Can you transcribe everything in the composition book notes from "Every item of" down to "the 20th century."?

### Selection:
━━━━
The copy which I've linked to is the copy I've got which reproduces Dow's revised version published in 1912 - but with an introduction by Joseph Masheck. It's not an easy book to absorb in one reading but does repay further study. Personally I thought that the 60 page introduction by Joseph Masheck is a discussion of the historical context of the book's publication and its ramifications in terms of impact. It's rather long but presumably necessary as a preface for a book which would otherwise be out of copyright by now. A pdf copy (note the size!) of the 1913 version can be seen on the Canadian Libraries Internet Archive website here.

Pictorial Composition
Henry Rankin Poore.
Dover Publications (original 1903; this edition June 1, 1976); paperback: 104 pages; ISBN-10: 0486233588; ISBN-13: 978-0486233581

Henry Rankin Poore
(1859-1940)

I've not got nor read this book but it ranks top of the Amazon lists when you do a search on 'art+composition' and its Amazon listing contains a number of useful reviews which are worth reading. Bear in mind that it's very clear that a number of the reviewers obviously don't appreciate that this book was originally published in 1903. It may now come across as formulaic and written in an old fasioned way to some while others find it succinet and absolute gold mine - a number suggest that it covers a lot of detail not generally covered by most art books or tutors.
Every item of a picture has a degree of pulling power, as though each object was a magnet of some potency or strength. Each has attraction for the eye. While each draws attention to itself, it detracts from every other part proportionately. On the Principle of the Steelyard, the farther from the middle and more isolated and more isolated an object the greater its weight or attraction.
Henry Rankin Poore
You can also find a limited preview of this book on Google Books here - which includes the Table of Contents and the Index it looks interesting to me. This also lists how you can buy it (bottom of the right hand pane).

You can find out a little bit more about Henry Rankin Poore on this page of a website which focuses on the Lyme Art Colony in Connecticut at the turn of the 20th century.

The Elements of Drawing
John Ruskin
Publisher: Dover Publications; original edition 1857; Rev Ed edition (June 1, 1971); paperback - 228 pages; ISBN-10: 0486227308; ISBN-13: 978-0486227306

This is a timeless classic by John Ruskin, a renowned art critic and tutor who championed honest, naturally observed art - and the work of JMW Turner.

The book has never been out of print since it was first published in the mid-nineteenth century. It contains a treatise on the laws of colour and composition. The book is mostly about drawing but does touche on composition. He discusses the laws of principality (dominance); repetition (including symmetry); continuity; curvature; radiation; contrast, interchange, consistency and harmony. You can read more about Ruskin's beliefs which informed this book in the wikipedia entry for Ruskin.
━━━━
### Record excerpts:

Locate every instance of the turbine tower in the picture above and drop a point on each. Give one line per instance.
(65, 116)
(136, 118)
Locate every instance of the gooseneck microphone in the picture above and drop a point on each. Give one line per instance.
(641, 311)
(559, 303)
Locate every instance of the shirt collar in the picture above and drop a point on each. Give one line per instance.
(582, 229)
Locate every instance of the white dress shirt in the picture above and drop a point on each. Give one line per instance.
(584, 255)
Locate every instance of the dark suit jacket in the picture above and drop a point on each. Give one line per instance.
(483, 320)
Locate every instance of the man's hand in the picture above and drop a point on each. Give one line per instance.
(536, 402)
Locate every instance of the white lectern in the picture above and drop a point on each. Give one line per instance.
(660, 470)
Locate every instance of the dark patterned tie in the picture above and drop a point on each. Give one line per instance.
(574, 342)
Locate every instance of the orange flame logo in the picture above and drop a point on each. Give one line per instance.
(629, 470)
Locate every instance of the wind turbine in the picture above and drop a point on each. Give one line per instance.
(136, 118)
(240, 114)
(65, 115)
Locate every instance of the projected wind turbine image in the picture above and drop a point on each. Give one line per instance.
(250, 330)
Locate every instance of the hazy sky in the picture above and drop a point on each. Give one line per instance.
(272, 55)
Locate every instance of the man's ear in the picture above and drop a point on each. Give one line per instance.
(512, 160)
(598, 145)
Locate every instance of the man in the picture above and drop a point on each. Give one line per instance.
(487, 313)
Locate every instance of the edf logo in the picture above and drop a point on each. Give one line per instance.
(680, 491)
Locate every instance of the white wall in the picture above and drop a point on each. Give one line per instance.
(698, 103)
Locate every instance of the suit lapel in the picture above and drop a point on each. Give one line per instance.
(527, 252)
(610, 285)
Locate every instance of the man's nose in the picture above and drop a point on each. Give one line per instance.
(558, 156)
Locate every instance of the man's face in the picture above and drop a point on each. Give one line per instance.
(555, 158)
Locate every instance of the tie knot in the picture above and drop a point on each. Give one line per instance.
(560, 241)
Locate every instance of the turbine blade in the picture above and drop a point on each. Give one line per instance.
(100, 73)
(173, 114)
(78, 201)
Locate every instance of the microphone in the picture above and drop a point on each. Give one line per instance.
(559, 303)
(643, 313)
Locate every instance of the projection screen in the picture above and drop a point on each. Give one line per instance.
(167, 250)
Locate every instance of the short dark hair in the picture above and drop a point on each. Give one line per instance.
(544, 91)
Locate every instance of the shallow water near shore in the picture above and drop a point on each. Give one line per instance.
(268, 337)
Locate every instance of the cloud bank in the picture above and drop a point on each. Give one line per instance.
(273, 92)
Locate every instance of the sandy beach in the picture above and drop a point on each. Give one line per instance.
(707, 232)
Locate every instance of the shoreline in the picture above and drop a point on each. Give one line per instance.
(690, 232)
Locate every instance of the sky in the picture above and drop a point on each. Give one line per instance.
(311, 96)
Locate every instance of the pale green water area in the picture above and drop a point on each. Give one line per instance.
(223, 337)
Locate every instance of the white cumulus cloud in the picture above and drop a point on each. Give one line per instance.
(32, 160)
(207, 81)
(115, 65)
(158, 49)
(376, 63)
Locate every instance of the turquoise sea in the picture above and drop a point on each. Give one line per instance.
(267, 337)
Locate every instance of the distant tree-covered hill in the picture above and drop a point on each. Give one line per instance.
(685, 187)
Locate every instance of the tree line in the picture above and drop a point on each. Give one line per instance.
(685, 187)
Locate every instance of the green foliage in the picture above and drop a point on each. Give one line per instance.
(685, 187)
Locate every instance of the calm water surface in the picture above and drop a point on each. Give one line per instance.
━━━━
### Reply:
Every item of a picture has a degree of pulling power, as though each object was a magnet of some potency or strength. Each has attraction for the eye. While each draws attention to itself, it detracts from every other part proportionately. On the Principle of the Steelyard, the farther from the middle and more isolated and more isolated an object the greater its weight or attraction.
Henry Rankin Poore
You can also find a limited preview of this book on Google Books here - which includes the Table of Contents and the Index it looks interesting to me. This also lists how you can buy it (bottom of the right hand pane).

You can find out a little bit more about Henry Rankin Poore on this page of a website which focuses on the Lyme Art Colony in Connecticut at the turn of the 20th century.